* _INSTRUÇÃO ESCRITA A_: Transcreva, da crítica de "Ingrid Goes West" abaixo, o trecho que vai de "Aubrey Plaza interpreta" até "fotos que curtia.".

* _TRECHO DO DOCUMENTO_:
▼▼▼
Aubrey Plaza interpreta Ingrid, uma jovem viciada em aplicativos. Passa suas horas curtindo fotos, vendo vídeos e interagindo com pessoas que desconhece. Dona de uma grande herança deixada por sua mãe, que faleceu recentemente, decide investir seu dinheiro em uma viagem para Los Angeles, lugar que reside Taylor Sloane (Elizabeth Olsen), uma nova influencer digital. Apaixonada pelo estilo de vida cool e descolado de sua musa, Ingrid coloca em prática um bizarro plano de aproximação, tentando aos poucos fazer parte daquela rotina, se tornando aquilo que ela tanto admira e que só era real nas fotos que curtia. 


Ainda que traga uma visão cômica dessa situação, é estranhamente desconfortável e assustador todo o desenvolver da trama. É muito crível, também, principalmente quando entra em cena Taylor e este estilo de vida que fica tão belo no perfil do Instagram. Curioso como, de longe, ela é uma pessoa extremamente fantástica e que, sim, também gostaríamos de ser amigos dela, no entanto, quanto mais conhecemos sobre sua rotina, seu passado e seus relacionamentos, mais percebemos o quanto tudo é vazio, sem sentido. O filme, então, reflete o tempo inteiro sobre essa dupla personalidade. De Ingrid que se transforma para fazer parte de uma vida que não é sua, enquanto seu parceiro de cena, interpretado pelo carismático O'Shea Jackson Jr., tem como grande inspiração o Batman, aquele que cria uma outra identidade para ser herói. Temos ainda o personagem Ezra (Wyatt Russell), um artista que se recusa a vender seu trabalho nas redes sociais, como se isso o fizesse perder sua integridade. 

Se desde o início, julgamos as estranhas atitudes da protagonista, a ironia de "Ingrid Goes West" vem quando nos damos conta de que no fim Taylor não é tão diferente dela. Tirando o fator sociopata - que lembra a obsessão de O Talentoso Ripley -, ela também cria uma outra versão de si mesma para parecer mais interessante nas redes sociais. Ela se auto promove constantemente, tentando vender esta vida tranquila, livre, bela e sem problemas. É bizarro o momento em que Taylor faz um homem se abaixar na rua para tirar uma boa foto dela. Como se sua vida real fosse os bastidores e o que acontece no Instagram fosse a parte que importa. Uma boa viagem, amigos, um bom prato de comida. Nada existe se não for registrado. E nada é bom o suficiente se não tiver a luz e o enquadramento perfeito. Isso é chocante, mas nos assusta porque essa identidade que ela constrói para si é a identidade que construímos para nós mesmos, todos os dias, em cada novo post, em cada novo storie. As críticas da obra são dolorosas porque estão mais perto de nós do que gostamos de admitir.
▲▲▲
* _REGISTROS_:
▼▼▼
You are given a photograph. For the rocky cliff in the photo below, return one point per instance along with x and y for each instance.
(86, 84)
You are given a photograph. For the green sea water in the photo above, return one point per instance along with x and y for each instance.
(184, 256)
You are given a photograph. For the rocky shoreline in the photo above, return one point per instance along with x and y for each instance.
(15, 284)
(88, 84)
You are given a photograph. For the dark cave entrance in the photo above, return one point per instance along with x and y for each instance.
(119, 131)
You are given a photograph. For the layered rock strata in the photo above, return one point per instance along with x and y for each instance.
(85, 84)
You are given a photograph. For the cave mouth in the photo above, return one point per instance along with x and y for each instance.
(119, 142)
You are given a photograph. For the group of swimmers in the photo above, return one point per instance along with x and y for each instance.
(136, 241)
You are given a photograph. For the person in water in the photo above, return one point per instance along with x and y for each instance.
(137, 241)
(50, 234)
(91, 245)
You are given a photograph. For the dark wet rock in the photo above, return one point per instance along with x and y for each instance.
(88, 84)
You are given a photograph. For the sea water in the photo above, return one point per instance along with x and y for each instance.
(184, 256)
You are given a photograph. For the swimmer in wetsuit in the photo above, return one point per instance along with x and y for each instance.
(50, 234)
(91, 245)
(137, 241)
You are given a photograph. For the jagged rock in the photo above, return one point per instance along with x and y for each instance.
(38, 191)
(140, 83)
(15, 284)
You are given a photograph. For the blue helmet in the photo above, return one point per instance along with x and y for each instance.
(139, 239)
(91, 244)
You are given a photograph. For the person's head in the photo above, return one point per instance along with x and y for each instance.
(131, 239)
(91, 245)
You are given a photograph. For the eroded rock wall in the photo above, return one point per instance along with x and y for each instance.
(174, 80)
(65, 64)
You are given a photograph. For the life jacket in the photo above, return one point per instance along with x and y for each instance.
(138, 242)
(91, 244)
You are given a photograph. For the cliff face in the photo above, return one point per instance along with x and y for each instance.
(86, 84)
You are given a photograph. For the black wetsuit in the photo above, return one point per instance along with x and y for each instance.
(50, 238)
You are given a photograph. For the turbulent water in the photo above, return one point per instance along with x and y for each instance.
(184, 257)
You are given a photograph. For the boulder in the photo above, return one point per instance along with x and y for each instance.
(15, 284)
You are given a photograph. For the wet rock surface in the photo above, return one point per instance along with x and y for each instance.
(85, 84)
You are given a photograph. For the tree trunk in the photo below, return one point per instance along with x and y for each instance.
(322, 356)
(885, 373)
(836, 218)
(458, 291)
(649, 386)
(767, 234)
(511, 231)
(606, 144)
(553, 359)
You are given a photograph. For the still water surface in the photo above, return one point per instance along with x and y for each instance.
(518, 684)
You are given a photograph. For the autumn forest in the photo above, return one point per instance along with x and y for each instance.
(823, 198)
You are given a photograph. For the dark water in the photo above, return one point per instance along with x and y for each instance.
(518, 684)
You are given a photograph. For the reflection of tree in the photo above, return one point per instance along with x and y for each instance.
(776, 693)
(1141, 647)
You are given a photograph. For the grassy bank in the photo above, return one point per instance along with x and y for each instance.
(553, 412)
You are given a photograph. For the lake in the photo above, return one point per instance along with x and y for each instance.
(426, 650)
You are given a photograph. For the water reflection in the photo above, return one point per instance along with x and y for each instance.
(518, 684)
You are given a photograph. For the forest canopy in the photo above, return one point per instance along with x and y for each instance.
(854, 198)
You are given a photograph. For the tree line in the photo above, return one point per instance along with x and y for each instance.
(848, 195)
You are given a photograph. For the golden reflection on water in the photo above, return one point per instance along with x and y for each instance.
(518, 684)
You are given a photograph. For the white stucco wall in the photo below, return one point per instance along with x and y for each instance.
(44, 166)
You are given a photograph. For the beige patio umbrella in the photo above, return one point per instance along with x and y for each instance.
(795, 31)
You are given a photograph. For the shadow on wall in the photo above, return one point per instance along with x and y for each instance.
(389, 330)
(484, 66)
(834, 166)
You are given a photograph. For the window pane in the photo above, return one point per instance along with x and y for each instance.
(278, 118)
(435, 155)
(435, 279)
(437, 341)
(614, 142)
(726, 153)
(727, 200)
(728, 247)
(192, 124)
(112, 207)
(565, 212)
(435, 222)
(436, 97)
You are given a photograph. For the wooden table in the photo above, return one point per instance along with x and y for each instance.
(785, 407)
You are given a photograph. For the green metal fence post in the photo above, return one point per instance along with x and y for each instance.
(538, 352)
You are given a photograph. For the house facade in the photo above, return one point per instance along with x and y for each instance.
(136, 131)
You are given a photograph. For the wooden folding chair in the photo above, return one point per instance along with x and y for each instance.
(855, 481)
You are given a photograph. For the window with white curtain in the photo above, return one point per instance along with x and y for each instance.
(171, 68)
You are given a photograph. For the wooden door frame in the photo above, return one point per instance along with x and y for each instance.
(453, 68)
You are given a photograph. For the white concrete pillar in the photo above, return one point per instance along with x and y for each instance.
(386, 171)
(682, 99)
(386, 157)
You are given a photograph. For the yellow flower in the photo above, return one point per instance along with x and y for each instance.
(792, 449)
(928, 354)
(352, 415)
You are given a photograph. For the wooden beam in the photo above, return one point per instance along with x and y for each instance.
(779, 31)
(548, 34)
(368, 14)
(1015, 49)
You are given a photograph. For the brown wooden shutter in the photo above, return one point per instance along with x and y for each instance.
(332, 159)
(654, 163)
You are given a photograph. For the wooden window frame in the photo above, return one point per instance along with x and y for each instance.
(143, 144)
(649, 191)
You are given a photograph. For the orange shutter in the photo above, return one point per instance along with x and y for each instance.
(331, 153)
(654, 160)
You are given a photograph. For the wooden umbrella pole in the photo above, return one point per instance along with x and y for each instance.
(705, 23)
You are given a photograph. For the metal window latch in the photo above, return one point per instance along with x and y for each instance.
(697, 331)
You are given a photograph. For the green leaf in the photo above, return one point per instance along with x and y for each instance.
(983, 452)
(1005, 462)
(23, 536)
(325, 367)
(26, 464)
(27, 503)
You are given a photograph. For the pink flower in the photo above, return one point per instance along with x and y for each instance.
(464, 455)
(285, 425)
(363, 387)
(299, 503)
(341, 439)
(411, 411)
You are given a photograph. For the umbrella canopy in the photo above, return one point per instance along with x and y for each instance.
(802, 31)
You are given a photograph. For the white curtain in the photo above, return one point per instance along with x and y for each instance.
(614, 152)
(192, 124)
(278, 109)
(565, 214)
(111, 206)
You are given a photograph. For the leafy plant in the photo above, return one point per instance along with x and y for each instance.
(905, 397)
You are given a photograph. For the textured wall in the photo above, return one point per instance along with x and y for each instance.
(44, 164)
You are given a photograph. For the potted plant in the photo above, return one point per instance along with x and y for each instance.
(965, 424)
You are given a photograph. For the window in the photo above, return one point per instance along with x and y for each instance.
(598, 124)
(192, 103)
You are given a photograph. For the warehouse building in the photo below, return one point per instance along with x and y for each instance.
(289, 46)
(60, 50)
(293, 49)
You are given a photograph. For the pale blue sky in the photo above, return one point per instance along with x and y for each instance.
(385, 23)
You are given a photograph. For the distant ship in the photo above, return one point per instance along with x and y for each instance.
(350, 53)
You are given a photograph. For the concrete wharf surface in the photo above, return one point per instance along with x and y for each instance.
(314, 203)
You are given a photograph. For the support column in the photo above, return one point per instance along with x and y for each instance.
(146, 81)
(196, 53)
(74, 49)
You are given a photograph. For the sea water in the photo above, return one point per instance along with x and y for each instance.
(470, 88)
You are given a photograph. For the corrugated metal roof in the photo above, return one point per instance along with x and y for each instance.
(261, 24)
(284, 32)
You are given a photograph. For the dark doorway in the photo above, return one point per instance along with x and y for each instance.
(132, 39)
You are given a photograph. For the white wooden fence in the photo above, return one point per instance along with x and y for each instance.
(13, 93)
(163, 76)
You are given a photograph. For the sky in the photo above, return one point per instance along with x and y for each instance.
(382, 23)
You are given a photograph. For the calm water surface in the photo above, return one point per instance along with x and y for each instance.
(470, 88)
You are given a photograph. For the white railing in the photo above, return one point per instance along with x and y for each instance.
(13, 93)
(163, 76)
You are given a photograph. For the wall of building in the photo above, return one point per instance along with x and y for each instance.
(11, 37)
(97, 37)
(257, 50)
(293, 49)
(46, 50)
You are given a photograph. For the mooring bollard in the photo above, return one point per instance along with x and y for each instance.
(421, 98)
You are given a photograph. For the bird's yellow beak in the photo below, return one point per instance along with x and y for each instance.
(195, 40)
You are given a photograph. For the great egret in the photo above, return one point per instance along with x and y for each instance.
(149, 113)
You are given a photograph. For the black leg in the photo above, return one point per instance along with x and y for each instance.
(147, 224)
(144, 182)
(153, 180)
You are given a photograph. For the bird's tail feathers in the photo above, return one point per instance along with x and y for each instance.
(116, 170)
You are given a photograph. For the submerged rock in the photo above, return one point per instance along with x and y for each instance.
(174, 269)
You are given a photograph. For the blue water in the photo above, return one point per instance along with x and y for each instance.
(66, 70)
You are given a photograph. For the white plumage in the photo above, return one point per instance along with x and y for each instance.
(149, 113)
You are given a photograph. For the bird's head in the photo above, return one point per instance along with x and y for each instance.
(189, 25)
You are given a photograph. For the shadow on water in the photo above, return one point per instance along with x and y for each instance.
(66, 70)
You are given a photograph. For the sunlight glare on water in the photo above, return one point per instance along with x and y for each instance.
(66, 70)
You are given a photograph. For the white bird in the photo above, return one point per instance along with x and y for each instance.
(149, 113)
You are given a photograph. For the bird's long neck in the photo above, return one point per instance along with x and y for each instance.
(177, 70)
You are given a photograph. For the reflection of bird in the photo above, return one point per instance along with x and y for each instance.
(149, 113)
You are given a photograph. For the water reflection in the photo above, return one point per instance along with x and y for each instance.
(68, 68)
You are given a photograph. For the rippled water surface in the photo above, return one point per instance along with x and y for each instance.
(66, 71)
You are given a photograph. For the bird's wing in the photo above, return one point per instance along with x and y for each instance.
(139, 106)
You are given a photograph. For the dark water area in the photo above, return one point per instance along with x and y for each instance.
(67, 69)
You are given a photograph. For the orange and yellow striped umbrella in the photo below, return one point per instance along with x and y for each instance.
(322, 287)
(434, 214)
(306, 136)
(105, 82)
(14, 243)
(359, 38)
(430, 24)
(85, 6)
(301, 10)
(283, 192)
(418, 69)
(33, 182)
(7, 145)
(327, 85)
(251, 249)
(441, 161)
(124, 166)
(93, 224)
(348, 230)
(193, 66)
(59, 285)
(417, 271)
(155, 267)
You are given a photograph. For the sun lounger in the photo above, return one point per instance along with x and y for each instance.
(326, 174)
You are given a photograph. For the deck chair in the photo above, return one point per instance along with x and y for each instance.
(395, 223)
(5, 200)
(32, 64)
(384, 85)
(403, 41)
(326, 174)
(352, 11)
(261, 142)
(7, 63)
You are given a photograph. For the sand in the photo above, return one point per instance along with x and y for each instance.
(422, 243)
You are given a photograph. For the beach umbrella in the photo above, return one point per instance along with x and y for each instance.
▲▲▲
* _INSTRUÇÃO ESCRITA B_: Informe somente o número de linhas dos registros acima que contêm a palavra "blue", considerando a distinção entre maiúsculas e minúsculas.

* _RESULTADO DA TAREFA A_:
Aubrey Plaza interpreta Ingrid, uma jovem viciada em aplicativos. Passa suas horas curtindo fotos, vendo vídeos e interagindo com pessoas que desconhece. Dona de uma grande herança deixada por sua mãe, que faleceu recentemente, decide investir seu dinheiro em uma viagem para Los Angeles, lugar que reside Taylor Sloane (Elizabeth Olsen), uma nova influencer digital. Apaixonada pelo estilo de vida cool e descolado de sua musa, Ingrid coloca em prática um bizarro plano de aproximação, tentando aos poucos fazer parte daquela rotina, se tornando aquilo que ela tanto admira e que só era real nas fotos que curtia.

* _RESULTADO DA TAREFA B_: 3